* **SHORT EXERCISE**
Reproduce all of the records below word for word, leaving the pictures out of your copy.

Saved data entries
* start *

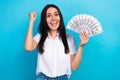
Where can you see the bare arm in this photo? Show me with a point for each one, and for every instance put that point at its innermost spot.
(30, 44)
(75, 59)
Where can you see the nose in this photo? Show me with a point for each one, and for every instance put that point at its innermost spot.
(53, 17)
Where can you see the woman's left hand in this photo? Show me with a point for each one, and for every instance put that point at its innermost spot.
(84, 38)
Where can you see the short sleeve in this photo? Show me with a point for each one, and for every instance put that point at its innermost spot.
(71, 43)
(37, 37)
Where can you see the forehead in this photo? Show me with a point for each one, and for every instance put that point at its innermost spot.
(52, 10)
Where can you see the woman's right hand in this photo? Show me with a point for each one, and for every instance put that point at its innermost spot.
(32, 16)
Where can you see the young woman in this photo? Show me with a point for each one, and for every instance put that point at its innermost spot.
(57, 53)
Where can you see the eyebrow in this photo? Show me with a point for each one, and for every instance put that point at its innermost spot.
(54, 12)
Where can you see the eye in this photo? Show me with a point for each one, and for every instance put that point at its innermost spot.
(56, 14)
(48, 15)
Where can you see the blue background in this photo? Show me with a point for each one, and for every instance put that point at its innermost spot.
(100, 59)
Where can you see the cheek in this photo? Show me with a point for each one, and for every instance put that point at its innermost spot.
(47, 20)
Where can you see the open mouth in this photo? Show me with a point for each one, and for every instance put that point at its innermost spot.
(54, 23)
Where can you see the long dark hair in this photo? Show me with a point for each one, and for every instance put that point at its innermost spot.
(43, 29)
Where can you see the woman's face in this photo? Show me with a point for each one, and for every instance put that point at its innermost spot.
(53, 18)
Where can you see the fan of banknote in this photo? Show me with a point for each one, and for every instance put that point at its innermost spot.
(85, 22)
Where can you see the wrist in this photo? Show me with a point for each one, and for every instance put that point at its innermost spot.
(81, 45)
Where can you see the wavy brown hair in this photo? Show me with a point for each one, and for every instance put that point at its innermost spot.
(43, 29)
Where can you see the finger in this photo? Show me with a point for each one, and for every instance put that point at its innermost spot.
(83, 34)
(86, 35)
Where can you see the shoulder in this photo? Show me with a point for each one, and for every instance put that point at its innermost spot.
(69, 36)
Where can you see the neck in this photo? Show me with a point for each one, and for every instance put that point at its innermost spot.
(53, 34)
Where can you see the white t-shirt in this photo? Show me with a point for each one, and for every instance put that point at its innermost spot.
(54, 62)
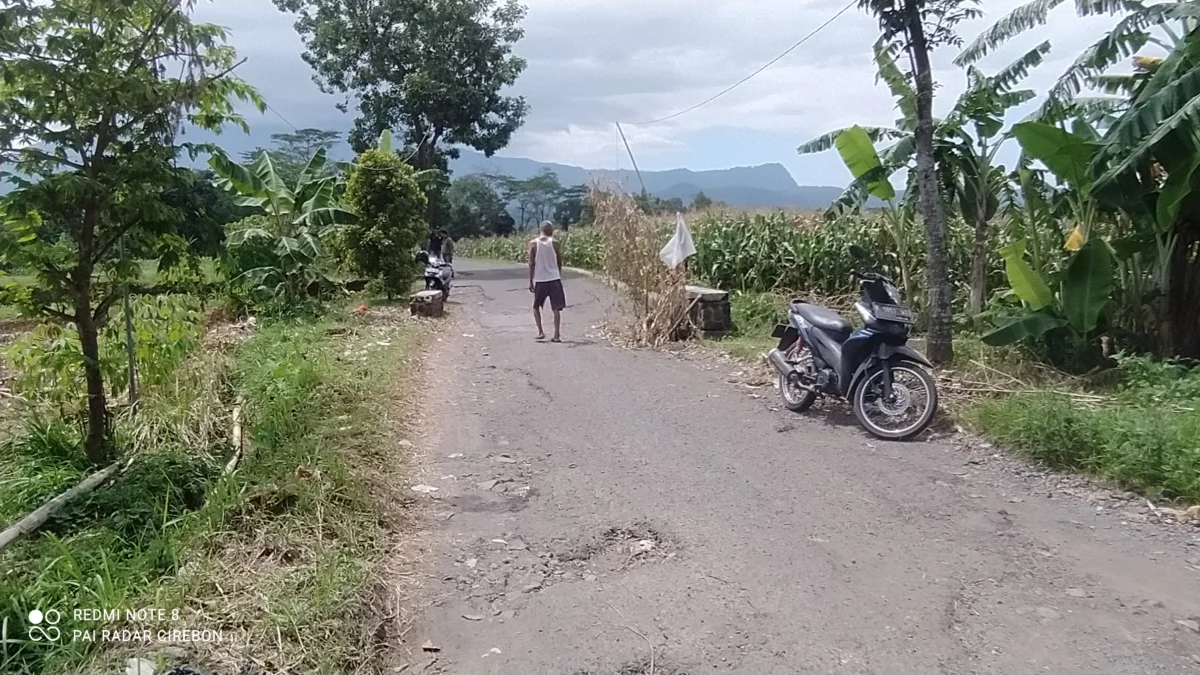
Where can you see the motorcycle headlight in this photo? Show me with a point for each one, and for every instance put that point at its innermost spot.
(893, 292)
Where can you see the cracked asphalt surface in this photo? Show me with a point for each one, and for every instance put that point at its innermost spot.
(603, 509)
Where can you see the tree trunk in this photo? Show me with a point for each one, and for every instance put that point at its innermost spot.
(979, 266)
(89, 342)
(940, 345)
(1185, 293)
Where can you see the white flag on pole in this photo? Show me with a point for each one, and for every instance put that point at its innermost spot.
(681, 246)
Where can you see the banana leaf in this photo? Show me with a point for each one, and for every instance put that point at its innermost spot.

* end *

* **TASK RESPONSE**
Where can you see the bare arm in this photo? Show me with a point for each one, and for every instance put that point at its innermost spot.
(30, 44)
(75, 59)
Where can you see the nose in this photo? Show me with a point for each one, and for every instance put that point at its innermost spot.
(53, 17)
Where can you see the woman's left hand in this photo? Show me with a point for each one, and for every instance put that point at its innermost spot.
(84, 38)
Where can you see the short sleeve in this photo? Show me with a point for each one, and for every instance put that point at its innermost spot.
(71, 43)
(37, 37)
Where can you see the forehead in this photo? Show me with a point for each one, and for every instance put that point at its innermost spot.
(52, 10)
Where can you see the woman's right hand in this photo? Show me with a point for each one, and for every instance put that point at its innermost spot.
(32, 16)
Where can you see the young woman in this photo? Show me with a point for each one, and for every instance put that point at its innermost spot.
(57, 53)
Where can you see the eyebrow in this photo? Show me with a point for each one, and for every instance put that point at its innermost spot.
(54, 12)
Where can you see the eye in this photo? Show me with a point for each one, and for every instance put that point at its innermost spot.
(56, 14)
(48, 15)
Where can you see the blue background in this photo? Show me with a point for each one, and for every instance put that point at its innermost spot.
(100, 59)
Where can you see the cheek in this photo? Show me with a point for each one, and for every instance put that point at its innermost spot.
(47, 20)
Where can you see the open mouth in this photo? Show me with a point for each one, and for every instance put that point at its innermost spot.
(54, 23)
Where can you see the long dark hair in this photo? Show me with a point for each one, and for every instance put that point at its innermost spot.
(43, 29)
Where can you see the woman's face in this photo? Show me with a point for each one, and for every instance put that point at its innermost spot.
(53, 18)
Where can you see the fan of banknote in this photo? Show me with a point for each one, and for every instance put that point at its innermost spot.
(85, 22)
Where can you see the wrist in this photo? Show me with a point for each one, and for every instance put that point at its innermost spot.
(81, 45)
Where can you see the wavy brown hair in this photo? Show me with a point for each one, and for every instance put that point at its innermost spot.
(43, 29)
Where can you see the finger in this photo? Show me with a point for each one, and for every instance put that point at its innermost spot.
(83, 34)
(86, 35)
Where can you see the shoulder in this photo? Show me with a point for each one, and for every instance put that point at its innermost spot.
(69, 36)
Where can you see the neck in this photo? Show me with a point for each one, and for every instance put that point at its innermost spot.
(53, 34)
Where can you see the white t-shirt in this photo? Show me with a point for each one, and for every instance put that point at its innermost spot.
(54, 62)
Where can you see the motorcycle headlight in this photo? Show me with a point for each one, and for every instance put that point at its innermost spot.
(893, 292)
Where can you see the cracked asphalt surface in this photo? Show me with a point for each one, and for every instance put that point at its innermost spot.
(603, 509)
Where can you see the tree trunk in this photo? Show me with a point for each one, and for every instance put that point at its innermost spot.
(979, 266)
(89, 342)
(940, 345)
(1185, 293)
Where can you see the white flag on pole in this photo? Show me with a point for each one, and for every instance put that point at its innermost spot.
(681, 246)
Where can you see the banana leaf in this photo? Show me with a point for each one, and for every instance put that point at its innermost spot.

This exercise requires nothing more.